#### [TASK INSTRUCTIONS]
Search through the entries for the word "form" and copy every line that has it.

■ ■ ■ ■ ■ ■ ■

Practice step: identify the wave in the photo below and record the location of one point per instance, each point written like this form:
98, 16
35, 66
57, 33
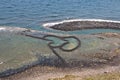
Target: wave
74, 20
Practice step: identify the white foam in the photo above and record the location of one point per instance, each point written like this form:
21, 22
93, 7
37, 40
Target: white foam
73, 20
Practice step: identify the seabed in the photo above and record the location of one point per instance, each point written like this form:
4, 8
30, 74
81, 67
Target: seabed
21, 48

■ ■ ■ ■ ■ ■ ■

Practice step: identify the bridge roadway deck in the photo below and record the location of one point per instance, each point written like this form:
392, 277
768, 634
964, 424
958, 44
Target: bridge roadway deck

■ ■ ■ ■ ■ ■ ■

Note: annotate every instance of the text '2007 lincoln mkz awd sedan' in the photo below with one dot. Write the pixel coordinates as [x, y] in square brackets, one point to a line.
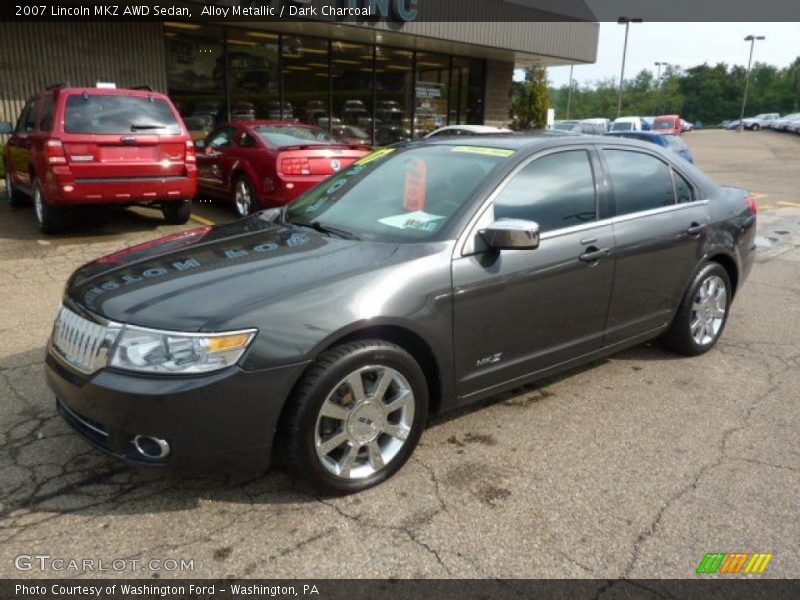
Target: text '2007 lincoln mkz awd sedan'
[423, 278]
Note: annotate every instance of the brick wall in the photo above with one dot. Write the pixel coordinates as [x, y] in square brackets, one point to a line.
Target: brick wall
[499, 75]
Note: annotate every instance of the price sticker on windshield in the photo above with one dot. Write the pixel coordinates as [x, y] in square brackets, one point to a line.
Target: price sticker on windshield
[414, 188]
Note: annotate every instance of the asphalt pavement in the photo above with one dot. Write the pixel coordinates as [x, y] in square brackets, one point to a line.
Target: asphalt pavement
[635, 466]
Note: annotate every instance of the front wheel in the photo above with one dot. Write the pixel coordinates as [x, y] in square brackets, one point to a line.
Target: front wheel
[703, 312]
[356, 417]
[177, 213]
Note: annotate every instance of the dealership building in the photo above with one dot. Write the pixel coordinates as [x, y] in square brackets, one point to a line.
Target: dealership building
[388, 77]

■ ■ ■ ■ ■ ■ ■

#### [SOLVED EXERCISE]
Practice step: identify the wave in the photo below and record the location of one point per instance, each point written like this form:
Practice step: identify the white foam in the photo above and record the location of one point per instance, each point written like this form:
Practice step: identify the seabed in the photo above and record the location of one point per instance, each point written like this form:
Practice step: identify the bridge roadway deck in the photo below and record the location of one point per instance, each point written like this form:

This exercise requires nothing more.